• **Stated exercise**
Write out the passage on methyl formate formation word for word, starting with the words "These techniques, when" and ending after "methyl formate formation.".

• **Provided passage**
--- BEGIN ---
Previous studies have shown that both V2O5 and TiO2 could catalyze the Tishchenko reaction in similar operating conditions [50]; in order for us to deconvolute the relative contributions of Tiδ+-O2− and Vδ+-O2− site pairs on the rates, we compare the HCOOCH3 formation rates in CH2O feeds (without CH3OH nor O2) for V2O5/TiO2 catalysts with varying Tiδ+-O2− site densities given in Fig. 4b. As the Tiδ+-O2− site density increases with decreasing vanadium loading, the HCOOCH3 formation rates proportionally increase, as captured in Fig. 4c. This linear has unambiguously confirmed that methyl formate is formed exclusively on the Tiδ+-O2− sites. For this reason, the rate equation (Eq. 29) could be simplified further, by removing of the rate term associated with the Vδ+-O2− sites:

$$r^{\prime\prime}_{MF} = \frac{{k_{eff,5,Ti} P_{{CH_{2} O}}^{2} \left[ {Ti^{{{\updelta }^{ + } }} - O^{{2^{ - } }} } \right]_{L}^{2} }}{{\left[ {T_{{Ti^{\delta + } - O^{2 - } }} } \right]_{L}^{2} }}\left[ {T_{{Ti^{\delta + } - O^{2 - } }} } \right]_{L}$$
(30)

These techniques, when combined together, provide conclusive evidence that Tishchenko reaction (Pathway 5), occurring on the Tiδ+-O2− sites, is the predominant path for methyl formate formation.
--- END ---
• **Supplied material**
--- BEGIN ---
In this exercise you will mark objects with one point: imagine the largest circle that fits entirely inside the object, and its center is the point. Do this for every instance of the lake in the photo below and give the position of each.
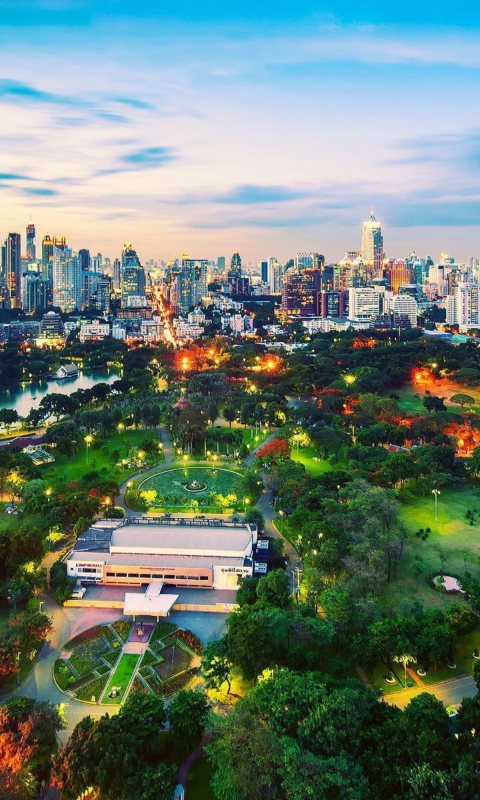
(24, 397)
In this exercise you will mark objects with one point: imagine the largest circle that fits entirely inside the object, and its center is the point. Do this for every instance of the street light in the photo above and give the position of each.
(436, 492)
(88, 441)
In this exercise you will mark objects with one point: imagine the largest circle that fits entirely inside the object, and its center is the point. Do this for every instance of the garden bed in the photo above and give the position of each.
(92, 689)
(121, 678)
(175, 660)
(87, 656)
(190, 639)
(122, 627)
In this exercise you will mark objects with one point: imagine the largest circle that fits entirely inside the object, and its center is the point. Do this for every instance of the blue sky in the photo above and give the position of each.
(265, 127)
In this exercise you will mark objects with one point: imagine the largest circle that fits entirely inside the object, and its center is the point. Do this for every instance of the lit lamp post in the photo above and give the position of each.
(88, 441)
(436, 492)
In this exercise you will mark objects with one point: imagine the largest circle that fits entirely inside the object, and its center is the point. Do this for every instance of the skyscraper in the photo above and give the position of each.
(372, 244)
(31, 247)
(12, 269)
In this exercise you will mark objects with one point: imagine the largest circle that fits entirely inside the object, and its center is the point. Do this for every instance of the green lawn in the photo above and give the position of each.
(168, 484)
(198, 780)
(451, 535)
(121, 678)
(308, 456)
(68, 468)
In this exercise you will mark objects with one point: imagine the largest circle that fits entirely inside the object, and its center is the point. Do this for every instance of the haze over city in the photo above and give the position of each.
(265, 130)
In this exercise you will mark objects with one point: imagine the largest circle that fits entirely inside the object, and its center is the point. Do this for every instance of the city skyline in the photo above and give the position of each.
(266, 131)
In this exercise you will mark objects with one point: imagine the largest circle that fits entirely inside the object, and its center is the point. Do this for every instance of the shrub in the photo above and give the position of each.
(123, 628)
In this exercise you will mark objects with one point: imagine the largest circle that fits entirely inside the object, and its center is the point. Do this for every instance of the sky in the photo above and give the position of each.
(264, 127)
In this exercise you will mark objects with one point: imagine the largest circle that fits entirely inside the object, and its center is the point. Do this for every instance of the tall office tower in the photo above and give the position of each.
(117, 274)
(334, 304)
(398, 273)
(84, 258)
(275, 275)
(47, 256)
(364, 303)
(31, 246)
(133, 275)
(464, 308)
(372, 244)
(191, 281)
(35, 293)
(12, 269)
(309, 261)
(129, 255)
(301, 292)
(67, 280)
(235, 270)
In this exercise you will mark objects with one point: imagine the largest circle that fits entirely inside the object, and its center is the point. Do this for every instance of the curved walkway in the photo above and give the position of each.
(182, 775)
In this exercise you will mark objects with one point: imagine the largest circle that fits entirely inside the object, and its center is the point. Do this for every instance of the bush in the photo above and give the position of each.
(122, 627)
(61, 584)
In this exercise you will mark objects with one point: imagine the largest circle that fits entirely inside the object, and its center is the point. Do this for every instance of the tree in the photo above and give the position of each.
(255, 516)
(230, 413)
(188, 713)
(8, 417)
(462, 400)
(273, 589)
(276, 451)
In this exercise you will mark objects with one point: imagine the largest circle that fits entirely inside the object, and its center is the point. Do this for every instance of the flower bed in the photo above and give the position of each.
(161, 630)
(188, 638)
(111, 657)
(85, 636)
(64, 677)
(123, 628)
(87, 656)
(92, 689)
(174, 685)
(139, 686)
(175, 660)
(150, 658)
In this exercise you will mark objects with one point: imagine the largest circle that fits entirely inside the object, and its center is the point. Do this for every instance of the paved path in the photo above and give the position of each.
(182, 775)
(40, 684)
(451, 693)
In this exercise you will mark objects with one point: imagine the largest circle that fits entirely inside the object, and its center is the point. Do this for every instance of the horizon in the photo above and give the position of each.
(266, 130)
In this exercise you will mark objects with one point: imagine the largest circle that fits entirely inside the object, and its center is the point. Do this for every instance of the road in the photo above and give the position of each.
(451, 693)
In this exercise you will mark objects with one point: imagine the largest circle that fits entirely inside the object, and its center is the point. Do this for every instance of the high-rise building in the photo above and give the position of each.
(275, 275)
(12, 269)
(84, 258)
(67, 279)
(364, 303)
(117, 274)
(31, 246)
(301, 292)
(372, 244)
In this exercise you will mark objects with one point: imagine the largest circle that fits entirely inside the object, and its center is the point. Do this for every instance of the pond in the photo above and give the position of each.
(23, 397)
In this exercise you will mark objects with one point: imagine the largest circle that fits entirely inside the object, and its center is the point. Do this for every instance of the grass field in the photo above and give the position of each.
(121, 678)
(307, 456)
(451, 536)
(218, 481)
(100, 459)
(411, 397)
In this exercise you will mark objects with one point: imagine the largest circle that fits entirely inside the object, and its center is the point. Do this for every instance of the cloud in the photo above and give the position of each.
(41, 192)
(149, 157)
(251, 194)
--- END ---
• **Correct output**
These techniques, when combined together, provide conclusive evidence that Tishchenko reaction (Pathway 5), occurring on the Tiδ+-O2− sites, is the predominant path for methyl formate formation.